### WHAT YOU WILL DO
Count how many lines of the data include "each". The answer is that number and nothing else.

Stored items:

▬▬▬▬▬▬▬▬▬▬

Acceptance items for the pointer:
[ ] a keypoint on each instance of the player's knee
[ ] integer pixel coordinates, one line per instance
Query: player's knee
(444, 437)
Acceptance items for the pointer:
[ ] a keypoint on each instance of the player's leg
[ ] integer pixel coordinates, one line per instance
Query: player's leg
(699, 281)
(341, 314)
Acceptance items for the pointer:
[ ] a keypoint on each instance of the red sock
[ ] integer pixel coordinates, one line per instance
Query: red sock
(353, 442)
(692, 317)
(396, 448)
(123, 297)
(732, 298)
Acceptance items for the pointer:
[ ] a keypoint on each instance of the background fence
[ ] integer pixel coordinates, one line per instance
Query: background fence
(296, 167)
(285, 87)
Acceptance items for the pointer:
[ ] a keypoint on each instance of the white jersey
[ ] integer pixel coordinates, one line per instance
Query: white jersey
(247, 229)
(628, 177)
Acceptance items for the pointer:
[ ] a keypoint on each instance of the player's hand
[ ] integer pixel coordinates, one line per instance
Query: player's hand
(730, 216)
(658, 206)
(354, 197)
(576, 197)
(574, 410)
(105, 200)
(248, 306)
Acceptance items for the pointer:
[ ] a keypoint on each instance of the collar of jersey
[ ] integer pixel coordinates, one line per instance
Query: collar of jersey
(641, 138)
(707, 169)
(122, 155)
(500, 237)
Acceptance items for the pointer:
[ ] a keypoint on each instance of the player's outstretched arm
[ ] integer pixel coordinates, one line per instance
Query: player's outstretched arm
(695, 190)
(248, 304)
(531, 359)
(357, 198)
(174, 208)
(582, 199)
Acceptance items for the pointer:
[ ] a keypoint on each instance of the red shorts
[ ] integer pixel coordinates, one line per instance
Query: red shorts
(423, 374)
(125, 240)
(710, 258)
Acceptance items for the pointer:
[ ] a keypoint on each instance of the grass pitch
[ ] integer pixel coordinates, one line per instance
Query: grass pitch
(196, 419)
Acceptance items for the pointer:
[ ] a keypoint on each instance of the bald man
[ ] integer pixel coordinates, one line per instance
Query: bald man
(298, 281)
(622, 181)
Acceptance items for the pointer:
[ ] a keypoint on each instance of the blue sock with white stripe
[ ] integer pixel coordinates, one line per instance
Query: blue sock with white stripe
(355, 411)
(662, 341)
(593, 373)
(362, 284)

▬▬▬▬▬▬▬▬▬▬

### SOLUTION
12